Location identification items
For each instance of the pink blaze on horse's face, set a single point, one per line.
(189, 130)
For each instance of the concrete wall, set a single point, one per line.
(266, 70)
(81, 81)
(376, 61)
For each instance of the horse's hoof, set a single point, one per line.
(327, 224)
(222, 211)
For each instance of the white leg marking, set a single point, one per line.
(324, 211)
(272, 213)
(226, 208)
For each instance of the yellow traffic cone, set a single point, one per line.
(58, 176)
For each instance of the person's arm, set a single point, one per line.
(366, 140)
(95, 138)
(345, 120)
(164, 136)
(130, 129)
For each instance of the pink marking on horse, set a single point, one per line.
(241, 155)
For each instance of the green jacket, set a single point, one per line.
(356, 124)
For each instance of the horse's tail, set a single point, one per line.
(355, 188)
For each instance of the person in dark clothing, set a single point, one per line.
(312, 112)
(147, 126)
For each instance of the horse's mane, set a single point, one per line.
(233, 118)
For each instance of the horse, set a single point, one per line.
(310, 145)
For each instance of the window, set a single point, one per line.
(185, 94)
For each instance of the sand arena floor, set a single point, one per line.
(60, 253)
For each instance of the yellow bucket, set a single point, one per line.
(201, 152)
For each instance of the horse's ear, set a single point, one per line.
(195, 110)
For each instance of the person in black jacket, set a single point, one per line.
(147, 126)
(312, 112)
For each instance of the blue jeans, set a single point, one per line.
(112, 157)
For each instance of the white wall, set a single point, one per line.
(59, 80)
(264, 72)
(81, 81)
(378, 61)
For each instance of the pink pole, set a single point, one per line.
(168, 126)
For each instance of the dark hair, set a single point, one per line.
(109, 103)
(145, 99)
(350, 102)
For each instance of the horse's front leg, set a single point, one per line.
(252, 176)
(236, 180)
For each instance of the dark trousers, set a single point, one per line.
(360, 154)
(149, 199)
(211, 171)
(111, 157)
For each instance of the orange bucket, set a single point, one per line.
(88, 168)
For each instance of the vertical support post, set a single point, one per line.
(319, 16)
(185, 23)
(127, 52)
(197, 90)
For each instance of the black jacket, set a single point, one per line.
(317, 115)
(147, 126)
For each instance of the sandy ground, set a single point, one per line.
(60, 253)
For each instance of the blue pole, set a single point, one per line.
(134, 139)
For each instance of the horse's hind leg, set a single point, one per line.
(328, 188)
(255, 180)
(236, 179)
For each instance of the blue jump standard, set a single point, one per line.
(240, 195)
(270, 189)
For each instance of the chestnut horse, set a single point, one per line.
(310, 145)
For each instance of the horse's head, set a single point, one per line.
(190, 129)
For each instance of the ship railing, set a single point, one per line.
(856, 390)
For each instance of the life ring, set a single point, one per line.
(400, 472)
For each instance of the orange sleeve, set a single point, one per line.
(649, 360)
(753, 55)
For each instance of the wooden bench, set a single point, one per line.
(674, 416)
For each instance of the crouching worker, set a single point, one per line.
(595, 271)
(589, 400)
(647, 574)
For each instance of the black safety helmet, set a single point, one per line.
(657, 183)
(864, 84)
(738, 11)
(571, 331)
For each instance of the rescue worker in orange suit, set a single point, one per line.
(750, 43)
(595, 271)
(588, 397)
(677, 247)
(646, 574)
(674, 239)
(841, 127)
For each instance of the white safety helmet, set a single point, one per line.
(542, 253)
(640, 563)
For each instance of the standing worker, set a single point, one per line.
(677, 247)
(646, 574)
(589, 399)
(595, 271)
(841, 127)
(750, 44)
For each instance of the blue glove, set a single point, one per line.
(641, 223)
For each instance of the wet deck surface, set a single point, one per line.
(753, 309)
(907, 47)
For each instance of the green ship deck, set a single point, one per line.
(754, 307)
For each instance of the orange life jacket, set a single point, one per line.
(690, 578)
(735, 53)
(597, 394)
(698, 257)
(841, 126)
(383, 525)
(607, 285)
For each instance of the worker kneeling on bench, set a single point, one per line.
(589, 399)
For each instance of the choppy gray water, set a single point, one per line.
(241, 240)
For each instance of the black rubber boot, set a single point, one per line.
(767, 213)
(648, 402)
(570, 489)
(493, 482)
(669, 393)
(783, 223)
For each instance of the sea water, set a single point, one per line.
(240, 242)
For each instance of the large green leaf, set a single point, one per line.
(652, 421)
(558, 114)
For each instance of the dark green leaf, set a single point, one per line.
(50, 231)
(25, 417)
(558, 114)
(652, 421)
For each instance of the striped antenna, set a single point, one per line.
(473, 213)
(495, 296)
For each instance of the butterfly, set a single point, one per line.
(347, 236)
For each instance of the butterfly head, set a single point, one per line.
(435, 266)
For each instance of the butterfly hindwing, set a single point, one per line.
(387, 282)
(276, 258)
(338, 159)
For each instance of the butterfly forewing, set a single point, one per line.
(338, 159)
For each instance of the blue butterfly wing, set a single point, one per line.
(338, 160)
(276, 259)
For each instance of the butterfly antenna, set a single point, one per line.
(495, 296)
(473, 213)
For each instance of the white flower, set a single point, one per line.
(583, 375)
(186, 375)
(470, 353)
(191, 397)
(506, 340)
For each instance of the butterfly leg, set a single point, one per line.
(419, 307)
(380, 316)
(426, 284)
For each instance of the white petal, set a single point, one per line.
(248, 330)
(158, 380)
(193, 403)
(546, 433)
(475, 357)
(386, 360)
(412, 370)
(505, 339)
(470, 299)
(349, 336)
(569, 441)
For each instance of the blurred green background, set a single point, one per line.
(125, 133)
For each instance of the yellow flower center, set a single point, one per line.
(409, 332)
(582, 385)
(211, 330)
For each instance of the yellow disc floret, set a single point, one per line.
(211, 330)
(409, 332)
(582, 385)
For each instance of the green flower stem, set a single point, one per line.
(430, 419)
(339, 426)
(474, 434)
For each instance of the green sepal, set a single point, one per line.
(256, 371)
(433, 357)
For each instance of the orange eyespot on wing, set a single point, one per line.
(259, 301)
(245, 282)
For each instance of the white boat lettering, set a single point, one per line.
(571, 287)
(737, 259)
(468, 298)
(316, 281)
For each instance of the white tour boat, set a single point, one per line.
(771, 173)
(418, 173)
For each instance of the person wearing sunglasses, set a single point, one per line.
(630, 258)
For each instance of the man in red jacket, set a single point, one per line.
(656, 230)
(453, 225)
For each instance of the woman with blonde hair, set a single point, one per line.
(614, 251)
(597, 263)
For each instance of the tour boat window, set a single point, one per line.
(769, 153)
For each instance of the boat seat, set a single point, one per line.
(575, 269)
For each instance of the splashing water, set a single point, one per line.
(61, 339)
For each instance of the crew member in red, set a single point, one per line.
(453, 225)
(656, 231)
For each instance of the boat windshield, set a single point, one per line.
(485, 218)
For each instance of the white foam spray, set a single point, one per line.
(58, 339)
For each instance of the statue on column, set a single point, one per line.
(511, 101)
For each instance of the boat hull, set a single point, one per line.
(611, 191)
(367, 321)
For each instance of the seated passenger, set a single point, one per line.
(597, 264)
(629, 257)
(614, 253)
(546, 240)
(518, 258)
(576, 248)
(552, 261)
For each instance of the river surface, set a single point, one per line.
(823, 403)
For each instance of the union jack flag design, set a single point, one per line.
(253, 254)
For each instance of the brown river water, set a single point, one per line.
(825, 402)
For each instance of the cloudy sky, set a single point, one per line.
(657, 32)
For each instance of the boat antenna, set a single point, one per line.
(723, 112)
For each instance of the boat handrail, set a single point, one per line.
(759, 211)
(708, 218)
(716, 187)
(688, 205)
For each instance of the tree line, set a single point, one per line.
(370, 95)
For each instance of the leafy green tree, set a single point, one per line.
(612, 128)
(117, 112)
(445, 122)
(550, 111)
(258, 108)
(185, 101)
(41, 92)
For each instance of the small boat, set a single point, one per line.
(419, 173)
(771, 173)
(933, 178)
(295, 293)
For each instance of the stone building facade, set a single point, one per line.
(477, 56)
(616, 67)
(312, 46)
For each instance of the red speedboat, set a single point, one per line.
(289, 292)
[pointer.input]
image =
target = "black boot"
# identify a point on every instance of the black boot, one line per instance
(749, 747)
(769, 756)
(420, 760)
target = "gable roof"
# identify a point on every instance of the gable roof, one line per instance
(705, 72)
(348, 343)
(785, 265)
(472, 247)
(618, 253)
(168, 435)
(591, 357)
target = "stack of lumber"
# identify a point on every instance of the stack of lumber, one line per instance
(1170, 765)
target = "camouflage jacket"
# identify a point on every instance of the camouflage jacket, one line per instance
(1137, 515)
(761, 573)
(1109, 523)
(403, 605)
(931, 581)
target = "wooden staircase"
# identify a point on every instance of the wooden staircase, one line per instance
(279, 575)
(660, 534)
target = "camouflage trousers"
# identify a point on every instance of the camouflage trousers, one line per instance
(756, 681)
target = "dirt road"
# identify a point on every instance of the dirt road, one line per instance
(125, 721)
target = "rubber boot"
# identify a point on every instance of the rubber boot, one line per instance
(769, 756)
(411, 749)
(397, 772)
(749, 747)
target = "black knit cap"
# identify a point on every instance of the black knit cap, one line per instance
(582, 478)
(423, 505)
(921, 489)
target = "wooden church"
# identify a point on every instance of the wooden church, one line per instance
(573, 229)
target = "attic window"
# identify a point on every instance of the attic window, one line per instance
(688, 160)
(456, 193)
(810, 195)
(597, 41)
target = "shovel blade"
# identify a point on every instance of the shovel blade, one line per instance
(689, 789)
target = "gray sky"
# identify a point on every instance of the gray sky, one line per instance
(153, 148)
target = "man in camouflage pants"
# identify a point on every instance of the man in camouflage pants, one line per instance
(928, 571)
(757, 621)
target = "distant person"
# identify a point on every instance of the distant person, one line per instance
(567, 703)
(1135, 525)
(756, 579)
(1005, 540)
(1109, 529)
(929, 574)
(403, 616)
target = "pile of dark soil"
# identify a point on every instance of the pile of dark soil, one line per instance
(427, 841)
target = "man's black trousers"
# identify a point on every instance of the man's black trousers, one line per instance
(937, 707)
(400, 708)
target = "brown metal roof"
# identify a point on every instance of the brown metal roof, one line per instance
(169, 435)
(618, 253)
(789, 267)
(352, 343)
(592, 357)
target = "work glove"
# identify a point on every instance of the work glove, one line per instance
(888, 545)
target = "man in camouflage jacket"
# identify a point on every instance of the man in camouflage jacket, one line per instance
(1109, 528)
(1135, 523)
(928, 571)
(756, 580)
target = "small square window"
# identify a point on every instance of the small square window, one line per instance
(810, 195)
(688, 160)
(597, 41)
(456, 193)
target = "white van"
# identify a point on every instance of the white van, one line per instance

What needs to be done.
Please rewrite the items between the lines holding "For each instance of the small" and "(1170, 765)", inclusive, changing "gable roof" to "pitched roof" and leaving everything else as it is.

Answer for this exercise.
For each instance of the small boat, set a single point, one per line.
(419, 173)
(771, 173)
(933, 178)
(295, 293)
For each instance of the stone building facade, set a single point, one per line.
(477, 56)
(616, 67)
(312, 46)
For each instance of the red speedboat, set a single point, one per line.
(289, 292)
[pointer.input]
image =
target = "black boot"
# identify a point on every instance of the black boot, one line per instance
(749, 747)
(769, 756)
(420, 760)
target = "pitched roof"
# identify a point on every instance of the pitched roof, one line per instance
(705, 72)
(348, 343)
(785, 265)
(472, 247)
(618, 253)
(168, 435)
(591, 357)
target = "stack of lumber"
# identify a point on every instance of the stack of lumber, one line per instance
(1170, 765)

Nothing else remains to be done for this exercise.